## MATERIAL FOR THIS EXERCISE
____________________

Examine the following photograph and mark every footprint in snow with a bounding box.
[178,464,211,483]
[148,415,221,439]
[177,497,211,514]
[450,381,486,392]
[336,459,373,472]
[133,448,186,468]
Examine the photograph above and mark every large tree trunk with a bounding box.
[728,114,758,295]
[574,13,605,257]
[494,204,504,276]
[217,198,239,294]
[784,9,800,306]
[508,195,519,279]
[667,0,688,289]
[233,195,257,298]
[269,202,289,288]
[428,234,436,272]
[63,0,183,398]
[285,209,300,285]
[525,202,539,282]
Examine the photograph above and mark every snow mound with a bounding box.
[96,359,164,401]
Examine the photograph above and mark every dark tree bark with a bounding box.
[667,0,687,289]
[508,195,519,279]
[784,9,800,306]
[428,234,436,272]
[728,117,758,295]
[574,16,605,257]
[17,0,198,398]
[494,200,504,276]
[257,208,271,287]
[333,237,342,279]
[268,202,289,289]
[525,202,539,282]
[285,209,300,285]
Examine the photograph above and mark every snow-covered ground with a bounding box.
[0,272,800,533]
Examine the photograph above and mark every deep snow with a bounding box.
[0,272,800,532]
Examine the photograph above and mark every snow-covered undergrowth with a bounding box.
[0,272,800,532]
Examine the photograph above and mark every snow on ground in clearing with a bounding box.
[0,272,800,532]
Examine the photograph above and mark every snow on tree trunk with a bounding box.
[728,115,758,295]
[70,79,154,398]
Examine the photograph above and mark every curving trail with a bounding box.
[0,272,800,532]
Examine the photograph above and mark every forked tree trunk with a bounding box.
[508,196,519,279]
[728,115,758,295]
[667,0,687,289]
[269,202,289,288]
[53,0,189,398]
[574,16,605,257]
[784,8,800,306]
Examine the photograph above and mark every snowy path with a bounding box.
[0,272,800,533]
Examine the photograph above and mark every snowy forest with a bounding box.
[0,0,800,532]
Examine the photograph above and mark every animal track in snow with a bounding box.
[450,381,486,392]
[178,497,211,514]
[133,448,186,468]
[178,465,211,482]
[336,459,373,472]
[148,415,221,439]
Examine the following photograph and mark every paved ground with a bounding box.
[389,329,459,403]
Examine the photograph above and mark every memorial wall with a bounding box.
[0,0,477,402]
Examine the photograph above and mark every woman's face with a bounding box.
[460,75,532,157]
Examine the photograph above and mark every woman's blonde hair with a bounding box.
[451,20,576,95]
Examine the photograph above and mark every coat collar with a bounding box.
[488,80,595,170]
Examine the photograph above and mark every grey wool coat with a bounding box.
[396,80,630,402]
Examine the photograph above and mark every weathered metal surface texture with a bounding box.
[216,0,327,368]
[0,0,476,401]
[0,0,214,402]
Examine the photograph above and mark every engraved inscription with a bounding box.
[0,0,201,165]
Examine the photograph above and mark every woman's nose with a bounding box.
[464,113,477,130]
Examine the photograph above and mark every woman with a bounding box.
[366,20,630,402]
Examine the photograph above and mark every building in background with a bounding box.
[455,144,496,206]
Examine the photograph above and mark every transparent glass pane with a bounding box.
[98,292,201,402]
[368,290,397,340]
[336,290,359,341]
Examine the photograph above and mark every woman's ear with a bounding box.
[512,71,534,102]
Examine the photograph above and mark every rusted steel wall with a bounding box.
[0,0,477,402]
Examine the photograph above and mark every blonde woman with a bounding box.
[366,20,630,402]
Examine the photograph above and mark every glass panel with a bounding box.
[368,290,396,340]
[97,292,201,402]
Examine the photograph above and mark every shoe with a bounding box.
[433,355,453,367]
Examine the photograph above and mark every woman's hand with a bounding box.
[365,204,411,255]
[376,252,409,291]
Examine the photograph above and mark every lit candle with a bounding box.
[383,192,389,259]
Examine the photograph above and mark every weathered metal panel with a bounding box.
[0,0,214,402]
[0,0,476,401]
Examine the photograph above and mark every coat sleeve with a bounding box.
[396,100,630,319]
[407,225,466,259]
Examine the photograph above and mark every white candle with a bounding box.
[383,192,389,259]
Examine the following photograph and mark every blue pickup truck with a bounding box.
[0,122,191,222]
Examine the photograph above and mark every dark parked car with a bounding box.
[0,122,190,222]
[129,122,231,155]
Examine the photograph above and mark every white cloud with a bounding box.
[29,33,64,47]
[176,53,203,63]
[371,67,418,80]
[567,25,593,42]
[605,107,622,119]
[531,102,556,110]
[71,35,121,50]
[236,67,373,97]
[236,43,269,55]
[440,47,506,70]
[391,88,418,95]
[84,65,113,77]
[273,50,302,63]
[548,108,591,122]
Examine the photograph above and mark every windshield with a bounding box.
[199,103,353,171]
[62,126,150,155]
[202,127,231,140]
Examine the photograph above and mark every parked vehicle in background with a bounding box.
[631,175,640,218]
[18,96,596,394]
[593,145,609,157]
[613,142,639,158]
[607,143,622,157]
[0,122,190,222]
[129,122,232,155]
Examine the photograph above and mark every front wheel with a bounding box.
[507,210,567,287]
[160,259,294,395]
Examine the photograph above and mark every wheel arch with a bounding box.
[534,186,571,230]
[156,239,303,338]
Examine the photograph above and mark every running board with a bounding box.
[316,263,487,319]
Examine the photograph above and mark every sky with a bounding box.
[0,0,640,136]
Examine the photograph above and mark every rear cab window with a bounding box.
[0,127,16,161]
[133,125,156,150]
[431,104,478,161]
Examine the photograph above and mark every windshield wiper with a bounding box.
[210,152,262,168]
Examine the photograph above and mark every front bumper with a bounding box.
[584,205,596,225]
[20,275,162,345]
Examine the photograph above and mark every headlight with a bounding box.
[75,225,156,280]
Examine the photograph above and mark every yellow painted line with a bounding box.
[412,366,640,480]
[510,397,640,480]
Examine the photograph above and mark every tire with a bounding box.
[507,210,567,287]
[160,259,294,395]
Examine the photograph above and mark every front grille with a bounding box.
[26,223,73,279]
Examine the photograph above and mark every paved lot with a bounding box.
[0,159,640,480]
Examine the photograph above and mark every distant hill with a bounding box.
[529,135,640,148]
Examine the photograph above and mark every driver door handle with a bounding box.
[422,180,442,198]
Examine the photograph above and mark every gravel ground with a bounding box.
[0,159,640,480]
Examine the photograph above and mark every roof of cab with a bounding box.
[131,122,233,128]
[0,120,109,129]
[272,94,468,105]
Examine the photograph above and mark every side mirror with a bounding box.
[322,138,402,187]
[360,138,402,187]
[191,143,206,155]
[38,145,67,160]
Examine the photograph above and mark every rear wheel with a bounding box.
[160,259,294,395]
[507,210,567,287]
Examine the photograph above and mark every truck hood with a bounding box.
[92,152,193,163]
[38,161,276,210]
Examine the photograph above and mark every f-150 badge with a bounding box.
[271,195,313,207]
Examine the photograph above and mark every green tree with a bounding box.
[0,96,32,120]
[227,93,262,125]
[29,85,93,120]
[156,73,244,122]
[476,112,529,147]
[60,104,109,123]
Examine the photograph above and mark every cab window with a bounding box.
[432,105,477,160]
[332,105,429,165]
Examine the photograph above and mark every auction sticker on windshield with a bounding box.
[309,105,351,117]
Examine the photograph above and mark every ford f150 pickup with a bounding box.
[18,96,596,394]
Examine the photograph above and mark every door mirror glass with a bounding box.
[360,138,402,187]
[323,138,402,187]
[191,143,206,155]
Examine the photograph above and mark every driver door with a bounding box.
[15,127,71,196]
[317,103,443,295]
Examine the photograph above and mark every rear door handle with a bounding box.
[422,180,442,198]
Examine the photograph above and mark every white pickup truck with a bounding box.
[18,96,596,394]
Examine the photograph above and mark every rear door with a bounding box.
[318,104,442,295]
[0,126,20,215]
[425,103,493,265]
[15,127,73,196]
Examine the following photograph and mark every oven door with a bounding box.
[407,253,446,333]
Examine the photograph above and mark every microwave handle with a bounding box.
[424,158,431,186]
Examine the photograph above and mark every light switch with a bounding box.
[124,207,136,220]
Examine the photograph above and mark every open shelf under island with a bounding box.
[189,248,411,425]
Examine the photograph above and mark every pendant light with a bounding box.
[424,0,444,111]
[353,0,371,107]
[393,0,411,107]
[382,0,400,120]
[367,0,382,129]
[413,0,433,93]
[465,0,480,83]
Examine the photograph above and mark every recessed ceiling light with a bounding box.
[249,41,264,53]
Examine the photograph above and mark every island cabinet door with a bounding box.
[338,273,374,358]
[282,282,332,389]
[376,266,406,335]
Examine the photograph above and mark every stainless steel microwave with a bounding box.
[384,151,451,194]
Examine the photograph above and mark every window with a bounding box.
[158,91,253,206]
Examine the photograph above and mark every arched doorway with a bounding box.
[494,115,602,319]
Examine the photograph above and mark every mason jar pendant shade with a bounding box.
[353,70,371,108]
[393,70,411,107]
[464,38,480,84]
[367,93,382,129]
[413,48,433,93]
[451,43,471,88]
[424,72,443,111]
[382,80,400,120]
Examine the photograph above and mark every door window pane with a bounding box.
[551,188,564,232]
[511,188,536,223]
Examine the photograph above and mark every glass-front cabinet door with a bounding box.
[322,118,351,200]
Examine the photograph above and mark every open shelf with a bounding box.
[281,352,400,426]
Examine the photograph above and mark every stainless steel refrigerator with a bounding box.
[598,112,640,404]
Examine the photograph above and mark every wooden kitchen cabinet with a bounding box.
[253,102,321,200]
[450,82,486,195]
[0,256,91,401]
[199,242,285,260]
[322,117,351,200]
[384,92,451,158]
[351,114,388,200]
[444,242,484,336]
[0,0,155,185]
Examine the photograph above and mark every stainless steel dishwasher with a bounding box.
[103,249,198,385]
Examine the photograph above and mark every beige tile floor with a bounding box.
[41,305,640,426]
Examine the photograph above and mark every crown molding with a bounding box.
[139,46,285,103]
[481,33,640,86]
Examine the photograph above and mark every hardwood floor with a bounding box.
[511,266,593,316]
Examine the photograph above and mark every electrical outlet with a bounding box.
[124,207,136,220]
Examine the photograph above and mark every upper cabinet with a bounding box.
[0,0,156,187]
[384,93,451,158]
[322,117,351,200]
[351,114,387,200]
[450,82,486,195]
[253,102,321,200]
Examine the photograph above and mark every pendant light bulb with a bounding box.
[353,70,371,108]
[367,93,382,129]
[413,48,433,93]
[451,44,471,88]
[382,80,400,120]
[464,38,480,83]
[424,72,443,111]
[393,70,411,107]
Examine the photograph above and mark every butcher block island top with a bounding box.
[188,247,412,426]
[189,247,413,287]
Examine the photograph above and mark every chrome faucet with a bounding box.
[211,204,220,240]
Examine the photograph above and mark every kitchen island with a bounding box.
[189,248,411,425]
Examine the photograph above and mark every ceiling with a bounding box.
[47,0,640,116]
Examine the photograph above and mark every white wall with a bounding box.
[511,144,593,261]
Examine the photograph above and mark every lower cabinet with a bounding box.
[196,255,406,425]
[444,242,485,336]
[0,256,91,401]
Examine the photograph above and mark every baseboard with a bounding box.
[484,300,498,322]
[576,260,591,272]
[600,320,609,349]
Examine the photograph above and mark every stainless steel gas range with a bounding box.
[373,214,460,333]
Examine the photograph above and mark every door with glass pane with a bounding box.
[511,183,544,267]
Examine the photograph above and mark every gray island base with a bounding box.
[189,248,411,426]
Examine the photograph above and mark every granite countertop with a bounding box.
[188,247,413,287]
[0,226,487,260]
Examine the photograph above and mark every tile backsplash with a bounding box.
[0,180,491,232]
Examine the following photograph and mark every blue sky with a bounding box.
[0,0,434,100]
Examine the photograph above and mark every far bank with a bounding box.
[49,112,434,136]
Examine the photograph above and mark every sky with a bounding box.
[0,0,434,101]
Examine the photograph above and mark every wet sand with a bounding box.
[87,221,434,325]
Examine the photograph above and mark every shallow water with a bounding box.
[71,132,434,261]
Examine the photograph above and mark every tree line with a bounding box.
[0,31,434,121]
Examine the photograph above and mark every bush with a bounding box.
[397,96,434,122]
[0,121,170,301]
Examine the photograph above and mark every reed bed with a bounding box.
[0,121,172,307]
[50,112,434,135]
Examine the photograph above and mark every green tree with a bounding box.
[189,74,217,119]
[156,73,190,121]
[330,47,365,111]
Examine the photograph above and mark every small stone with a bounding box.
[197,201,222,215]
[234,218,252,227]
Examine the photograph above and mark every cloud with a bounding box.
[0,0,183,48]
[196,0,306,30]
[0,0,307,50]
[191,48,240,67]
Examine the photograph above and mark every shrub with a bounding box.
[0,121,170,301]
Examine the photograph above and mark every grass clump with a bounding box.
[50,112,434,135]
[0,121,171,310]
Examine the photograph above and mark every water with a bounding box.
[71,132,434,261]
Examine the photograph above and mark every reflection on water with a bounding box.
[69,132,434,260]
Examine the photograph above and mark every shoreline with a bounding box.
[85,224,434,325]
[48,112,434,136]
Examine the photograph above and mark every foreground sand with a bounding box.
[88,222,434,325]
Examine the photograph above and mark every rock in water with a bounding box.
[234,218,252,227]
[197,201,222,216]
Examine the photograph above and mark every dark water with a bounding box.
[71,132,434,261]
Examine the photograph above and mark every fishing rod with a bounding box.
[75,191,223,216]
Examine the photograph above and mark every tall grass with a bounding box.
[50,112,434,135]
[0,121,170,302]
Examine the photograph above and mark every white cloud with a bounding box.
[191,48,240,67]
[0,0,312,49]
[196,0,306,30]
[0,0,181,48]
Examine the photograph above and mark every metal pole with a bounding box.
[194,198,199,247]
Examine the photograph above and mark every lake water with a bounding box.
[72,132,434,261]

____________________

## EXERCISE DIRECTIONS
Copy out word for word everything from the line containing "Examine the photograph above and mark every lake" down to the end of the rows above.

## COMPLETE RESPONSE
Examine the photograph above and mark every lake water with a bounding box.
[72,132,434,261]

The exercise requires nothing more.